#### BACAAN YANG DISEDIAKAN:
◆ ◆ ◆ ◆ ◆ ◆ ◆

Pertama. Jika peningkatan kinerja yang dimaksud adalah semakin bertambahnya beban kerja dan tugas kerja guru, sama dengan menjadikan guru sebagai "Pekerja Rodi". Dalam penjajahan Belanda warga Indonesia dipaksa untuk bekerja siang-malam tanpa adanya belas kasihan demi terlaksananya program pengurasan harta kekayaan Indonesia dengan membangun benteng-benteng dan jalan-jalan dengan upah yang sedikit. Para pekerja tersebut dikenal dengan istilah "Kerja Rodi". Hal itu memang tidak dipungkiri terjadi pada guru. Beban dan tugas guru semakin menumpuk, sementara gaji masih dibawah rata-rata pekerja lain. Apa lagi di SD yang notabene tidak ada staf tata usaha, guru harus merangkap sebagai bendahara dan mengerjakan LPJ BOS yang sedemikian rupa jelimetnya, juga merangkap sebagai operator yang tak henti-hentinya di cekoki dengan tugas meng-update data mulai dari padamu negeri, dapodik dan sekarang PUPNS yang dalam kenyataannya seringkali sistem error sehingga harus berulang-ulang bahkan sering kali sampai larut malam. Sudah barang tentu guru yang sudah terkuras habis tenaganya karena bergadang, tidak akan optimal dalam memberikan pelayanannya sebagai guru kepada peserta didik. Belum lagi dibebani dengan administrasi guru yang sebegitu banyaknya. Jika administrasi guru mulai dari perencanaan, pelaksanaan, sampai evaluasi Ada 10 item dan setiap item dikerjakan dengan waktu 15 menit maka 150 menit atau 2,5 jam tersita dari tugasnya mengajar. Sementara rata-rata guru mengajar setiap harinya 7-8 jam. Berarti waktu efektif di sekolah hanya 4,5 jam. Bagaimana kalau lebih banyak dari 10 item, tentu akan semakin banyak waktu tersita ketika pembelajaran. Maka tak heran jika ketika mengajar ada guru yang asyik mengerjakan administrasi guru sementaara peserta didik sibuk menulis atau mengerjakan tugas. Dalam waktu yang sedikit itu guru dituntut untuk dapat memberikan bimbingan, remedial, dan lain sebagainya guna meningkatkan prestasi peserta didik dan mutu pendidikan. Bahkan yang disekolahnya memiliki sedikit peserta didik hingga membuat guru kekurangan jam mengajar, dia harus memenuhi target 24 jam pelajaran dengan mengajar di sekolah lain. Apa mungkin dia bisa fokus meningkatkan kualitas pendidikan peserta didiknya jika pikirannya terbagi dua dengan peserta didik di sekolah lain ?.

◆ ◆ ◆ ◆ ◆ ◆ ◆

#### DESKRIPSI TUGAS:
Alihkan kalimat berikut dari bacaan tentang beban kerja guru ke dalam bahasa Inggris: "Beban dan tugas guru semakin menumpuk, sementara gaji masih dibawah rata-rata pekerja lain." Gunakan bacaan ini saja sebagai acuan.

#### INFORMASI YANG DIBERIKAN:
◆ ◆ ◆ ◆ ◆ ◆ ◆

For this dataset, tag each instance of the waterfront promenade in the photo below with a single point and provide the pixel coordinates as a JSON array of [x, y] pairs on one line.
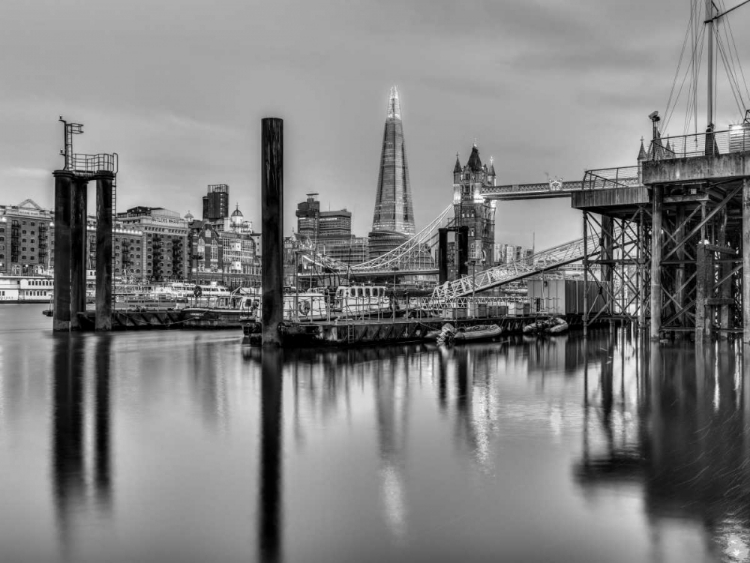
[[185, 446]]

◆ ◆ ◆ ◆ ◆ ◆ ◆

#### JAWABAN YANG DIHARAPKAN:
Teachers' workloads and duties keep piling up, while their pay is still below the average for other workers.